• **TASK**:
Reproduce the listing that follows with no differences at all.

• **STORED RECORDS**:
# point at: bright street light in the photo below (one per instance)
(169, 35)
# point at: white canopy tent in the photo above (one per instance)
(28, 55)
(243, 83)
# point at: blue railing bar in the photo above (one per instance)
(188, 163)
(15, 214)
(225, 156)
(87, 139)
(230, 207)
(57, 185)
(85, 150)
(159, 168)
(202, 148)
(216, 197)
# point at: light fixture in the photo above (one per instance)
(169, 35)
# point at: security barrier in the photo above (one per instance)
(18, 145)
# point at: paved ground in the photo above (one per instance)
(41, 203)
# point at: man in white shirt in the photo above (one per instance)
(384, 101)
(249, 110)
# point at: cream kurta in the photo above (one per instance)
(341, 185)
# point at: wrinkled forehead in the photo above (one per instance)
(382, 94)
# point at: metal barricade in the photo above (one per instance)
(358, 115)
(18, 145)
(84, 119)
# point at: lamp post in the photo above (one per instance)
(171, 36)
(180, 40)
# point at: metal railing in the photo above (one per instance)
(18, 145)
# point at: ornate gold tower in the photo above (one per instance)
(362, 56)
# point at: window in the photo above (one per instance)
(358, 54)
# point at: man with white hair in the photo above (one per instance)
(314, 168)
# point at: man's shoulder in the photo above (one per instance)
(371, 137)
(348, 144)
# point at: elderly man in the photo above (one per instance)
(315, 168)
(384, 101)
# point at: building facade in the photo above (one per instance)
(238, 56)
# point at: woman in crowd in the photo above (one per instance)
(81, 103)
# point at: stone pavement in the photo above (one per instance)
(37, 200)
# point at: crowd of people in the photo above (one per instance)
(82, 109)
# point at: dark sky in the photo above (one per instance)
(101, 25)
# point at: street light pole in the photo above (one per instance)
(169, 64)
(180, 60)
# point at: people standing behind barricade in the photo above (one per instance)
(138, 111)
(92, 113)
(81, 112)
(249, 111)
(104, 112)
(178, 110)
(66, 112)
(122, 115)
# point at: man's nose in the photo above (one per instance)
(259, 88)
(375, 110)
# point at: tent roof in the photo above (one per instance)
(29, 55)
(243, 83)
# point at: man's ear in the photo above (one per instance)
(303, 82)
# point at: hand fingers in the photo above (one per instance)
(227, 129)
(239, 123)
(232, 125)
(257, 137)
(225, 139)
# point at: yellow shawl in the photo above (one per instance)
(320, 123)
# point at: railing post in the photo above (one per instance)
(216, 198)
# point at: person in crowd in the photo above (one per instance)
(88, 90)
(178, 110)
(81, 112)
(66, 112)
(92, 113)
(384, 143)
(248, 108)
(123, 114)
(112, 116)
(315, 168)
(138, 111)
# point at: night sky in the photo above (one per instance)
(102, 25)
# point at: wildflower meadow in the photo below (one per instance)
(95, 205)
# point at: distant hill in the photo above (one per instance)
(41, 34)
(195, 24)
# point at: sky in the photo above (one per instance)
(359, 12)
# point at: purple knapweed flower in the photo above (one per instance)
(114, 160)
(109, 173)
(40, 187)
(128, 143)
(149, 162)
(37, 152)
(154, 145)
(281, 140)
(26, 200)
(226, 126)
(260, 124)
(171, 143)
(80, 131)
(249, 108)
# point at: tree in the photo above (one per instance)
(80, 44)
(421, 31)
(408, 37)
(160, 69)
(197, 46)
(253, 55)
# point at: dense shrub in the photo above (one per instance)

• **ANSWER FOR THIS EXERCISE**:
# point at: bright street light in the photo below (one per instance)
(169, 35)
# point at: white canopy tent in the photo above (one per instance)
(28, 55)
(243, 83)
# point at: blue railing bar in the photo above (one per instance)
(188, 163)
(15, 214)
(225, 156)
(87, 139)
(230, 207)
(57, 185)
(85, 150)
(159, 168)
(202, 148)
(216, 197)
# point at: light fixture in the photo above (one per instance)
(169, 35)
# point at: security barrier in the photo above (one per instance)
(18, 145)
# point at: paved ground in the photo above (one per instance)
(41, 203)
# point at: man in white shirt in the photo above (one per instance)
(384, 101)
(249, 110)
# point at: cream kurta in the photo above (one per instance)
(341, 185)
# point at: wrinkled forehead in the photo above (one per instance)
(382, 94)
# point at: metal barricade in the photo above (one per instance)
(358, 115)
(18, 145)
(84, 119)
# point at: lamp post in the photo above (one per instance)
(171, 36)
(180, 40)
# point at: metal railing in the photo above (one per instance)
(18, 145)
# point at: ornate gold tower in the photo above (one per instance)
(362, 56)
# point at: window in the photo above (one per instance)
(358, 54)
# point at: man with white hair in the photo above (one per instance)
(314, 168)
# point at: man's shoulder in the photo above (one per instance)
(371, 137)
(348, 144)
# point at: elderly man in the photo above (one per instance)
(315, 168)
(384, 101)
# point at: building facade in the photo above (one per instance)
(238, 56)
# point at: woman in crowd in the photo above (one per instance)
(81, 103)
# point at: stone pavement in the photo above (one per instance)
(37, 200)
# point at: crowd of people in the photo above (one per instance)
(82, 109)
# point at: dark sky in the photo above (one per instance)
(101, 25)
# point at: street light pole in the photo above (one per instance)
(169, 64)
(180, 60)
# point at: people standing behind barricade in the photo above (one per instance)
(138, 111)
(92, 113)
(81, 112)
(249, 111)
(104, 112)
(178, 110)
(66, 112)
(122, 115)
# point at: man's nose in the photo above (one per instance)
(259, 88)
(375, 110)
# point at: tent roof in the photo above (one per instance)
(29, 55)
(243, 83)
# point at: man's ear in the photo above (one per instance)
(303, 82)
# point at: hand fingers in the photo above (one per instance)
(227, 129)
(239, 123)
(232, 125)
(257, 137)
(225, 139)
# point at: yellow shawl in the photo above (one per instance)
(320, 123)
# point at: railing post in the photo above (one per instance)
(216, 198)
# point at: person in crowd in the photo above (one per instance)
(88, 90)
(178, 110)
(81, 112)
(66, 112)
(92, 113)
(384, 143)
(248, 108)
(123, 114)
(112, 116)
(315, 168)
(138, 111)
# point at: night sky in the photo above (one per instance)
(102, 25)
# point at: wildflower meadow in the photo below (one per instance)
(95, 205)
# point at: distant hill in the photo above (one per instance)
(41, 34)
(195, 24)
# point at: sky in the photo above (one per instance)
(359, 12)
# point at: purple knapweed flower in the photo above (one per instance)
(114, 160)
(109, 173)
(40, 187)
(128, 143)
(149, 162)
(37, 152)
(154, 145)
(281, 140)
(26, 200)
(226, 126)
(260, 124)
(171, 143)
(80, 131)
(249, 108)
# point at: tree in the photo above (one per instance)
(80, 44)
(421, 31)
(408, 37)
(160, 69)
(197, 46)
(253, 55)
# point at: dense shrub in the photo above (one per instance)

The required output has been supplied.